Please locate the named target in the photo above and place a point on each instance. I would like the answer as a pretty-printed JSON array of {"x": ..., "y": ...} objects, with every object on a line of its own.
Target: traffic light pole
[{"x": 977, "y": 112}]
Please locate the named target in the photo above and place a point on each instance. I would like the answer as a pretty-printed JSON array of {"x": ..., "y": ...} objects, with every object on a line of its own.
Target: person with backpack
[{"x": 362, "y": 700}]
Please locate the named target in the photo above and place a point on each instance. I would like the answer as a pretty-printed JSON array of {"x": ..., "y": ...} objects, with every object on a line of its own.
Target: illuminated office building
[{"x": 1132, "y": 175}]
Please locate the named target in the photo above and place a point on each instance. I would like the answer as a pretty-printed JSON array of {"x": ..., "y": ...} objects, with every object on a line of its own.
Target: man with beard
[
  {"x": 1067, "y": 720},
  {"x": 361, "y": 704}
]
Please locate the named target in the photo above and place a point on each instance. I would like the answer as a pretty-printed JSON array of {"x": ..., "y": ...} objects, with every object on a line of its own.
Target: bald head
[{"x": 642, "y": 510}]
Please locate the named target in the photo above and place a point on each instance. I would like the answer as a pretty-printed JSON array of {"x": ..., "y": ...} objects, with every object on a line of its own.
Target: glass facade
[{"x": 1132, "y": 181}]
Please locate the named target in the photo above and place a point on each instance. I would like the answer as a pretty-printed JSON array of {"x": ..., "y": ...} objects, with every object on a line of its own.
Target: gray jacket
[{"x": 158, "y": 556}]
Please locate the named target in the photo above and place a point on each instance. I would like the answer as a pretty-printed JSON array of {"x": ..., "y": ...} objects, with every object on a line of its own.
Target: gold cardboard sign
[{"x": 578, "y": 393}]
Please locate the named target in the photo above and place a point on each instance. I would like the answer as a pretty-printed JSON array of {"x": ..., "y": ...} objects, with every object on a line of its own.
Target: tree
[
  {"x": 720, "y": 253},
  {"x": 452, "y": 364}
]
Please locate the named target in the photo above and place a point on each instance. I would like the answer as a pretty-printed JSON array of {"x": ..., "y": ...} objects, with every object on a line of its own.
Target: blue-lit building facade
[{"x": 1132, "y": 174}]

********************

AIM:
The entries above must be returned in full, exactly as shown.

WORKED ANSWER:
Please locate the named target in the photo above and place a point on each instance. I would like the answer as a pretty-printed JSON array of {"x": ..., "y": ...} objects, with every object on a line of its own.
Target: traffic light pole
[{"x": 977, "y": 112}]
Please locate the named target in the photo above and place a point on each instance. I would like the answer as a pretty-printed JSON array of {"x": ..., "y": ...} objects, with every object on a line of its own.
Target: person with backpack
[{"x": 362, "y": 700}]
Please locate the named target in the photo above and place a point on each instance. I would like the answer as a pretty-printed JSON array of {"x": ..., "y": ...} objects, with every object on a line of its own.
Target: illuminated office building
[{"x": 1132, "y": 175}]
Please locate the named target in the photo above and place a point on each instance. I would like the answer as a pretty-printed JSON array of {"x": ..., "y": ...} objects, with every object on a line of its own.
Target: man with beard
[
  {"x": 1067, "y": 720},
  {"x": 361, "y": 704}
]
Please locate the named target in the photo above and place a point on each instance. I would like the answer as a pretty-printed JSON array of {"x": ..., "y": ...} objects, with every object on a line of its own.
Target: bald head
[{"x": 642, "y": 510}]
Please locate the named target in the photo above and place a point on each instance. I would like the answer as a pretty-printed JSON array of {"x": ..., "y": ...} objects, with every object on a line of its own.
Target: glass facade
[{"x": 1132, "y": 181}]
Please locate the named target in the photo above and place a point on each instance. I would like the answer as a pretty-printed JSON array of {"x": ..., "y": ...} objects, with every object on a line of its own.
Target: gray jacket
[{"x": 158, "y": 556}]
Please locate the named target in the photo above and place a point on each instance. I would like the answer as a pretty-printed JSON array of {"x": ..., "y": ...} objects, with every object on a line of its own.
Target: gold cardboard sign
[{"x": 578, "y": 393}]
Please locate the named target in the photo above and place a point on each instance. I would like the answer as a pretty-printed JSON array of {"x": ..., "y": ...} objects, with every object on a line of its own.
Target: tree
[
  {"x": 720, "y": 253},
  {"x": 452, "y": 364}
]
Please locate the named target in the photo above and place a point on each instance. I would like the answer as a pretty-printed JSON array of {"x": ..., "y": ...} objects, with every object on a line of its own.
Target: blue-lit building facade
[{"x": 1132, "y": 174}]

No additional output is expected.